* _RECORDS FOR THIS TASK_
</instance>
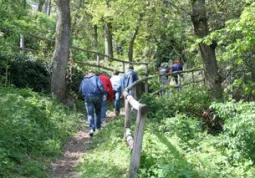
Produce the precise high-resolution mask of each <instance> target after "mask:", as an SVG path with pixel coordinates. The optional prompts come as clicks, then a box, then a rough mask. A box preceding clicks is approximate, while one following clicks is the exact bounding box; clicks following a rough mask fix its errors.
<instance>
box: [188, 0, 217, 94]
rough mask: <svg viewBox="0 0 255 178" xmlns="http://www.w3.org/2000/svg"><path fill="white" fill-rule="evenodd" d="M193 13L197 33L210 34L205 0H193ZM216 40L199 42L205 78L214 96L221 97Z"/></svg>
mask: <svg viewBox="0 0 255 178" xmlns="http://www.w3.org/2000/svg"><path fill="white" fill-rule="evenodd" d="M191 5H192V14H191V20H192V23H193V26H194V31H195V35H197V36H198V37H200V38H204V37H206V36H207V35H208V34H209V27H208V15H207V14H208V13H207V11H206V4H205V0H191ZM215 48H216V42H213V43H212V44H211V45H208V44H206V43H204V42H200V43H199V50H200V53H201V57H202V60H203V65H204V70H205V78H206V82H207V85H208V88H209V89H210V90H214V96H215V97H216V98H220V97H221V96H222V91H221V76H220V74H219V72H218V65H217V61H216V55H215Z"/></svg>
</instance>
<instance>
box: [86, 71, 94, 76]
mask: <svg viewBox="0 0 255 178" xmlns="http://www.w3.org/2000/svg"><path fill="white" fill-rule="evenodd" d="M92 75H95V72H94V71H93V70H88V72H87V76H92Z"/></svg>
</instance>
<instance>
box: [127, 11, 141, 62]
mask: <svg viewBox="0 0 255 178" xmlns="http://www.w3.org/2000/svg"><path fill="white" fill-rule="evenodd" d="M142 17H143V14H142V13H140V14H139V17H138V21H137V25H136V27H135V29H134V31H133V34H132V36H131V39H130V41H129V48H128V60H129V61H130V62H132V61H133V51H134V43H135V38H136V36H137V34H138V31H139V25H140V23H141V21H142Z"/></svg>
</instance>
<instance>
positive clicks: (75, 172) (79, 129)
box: [51, 112, 115, 178]
mask: <svg viewBox="0 0 255 178" xmlns="http://www.w3.org/2000/svg"><path fill="white" fill-rule="evenodd" d="M106 119H107V123H108V122H109V121H110V120H112V119H115V114H114V112H107V118H106ZM106 125H107V124H106ZM106 125H104V127H105V126H106ZM89 144H90V137H89V134H88V126H87V124H86V121H84V122H83V123H82V124H81V126H80V128H79V132H78V134H77V135H75V136H73V137H71V138H70V139H69V141H68V142H67V143H66V144H65V145H64V148H63V152H62V156H61V158H60V159H59V160H57V161H55V162H53V163H52V164H51V165H52V170H53V174H54V177H55V178H74V177H77V172H76V171H75V168H76V167H77V166H78V163H79V160H80V158H82V157H83V155H84V154H85V152H86V149H87V148H88V147H89Z"/></svg>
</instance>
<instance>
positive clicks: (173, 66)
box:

* _WHAT IS EXPECTED_
Pull every line containing the word "positive" out of the material.

* _EXERCISE RESULT_
positive clicks: (75, 172) (79, 129)
positive clicks: (173, 66)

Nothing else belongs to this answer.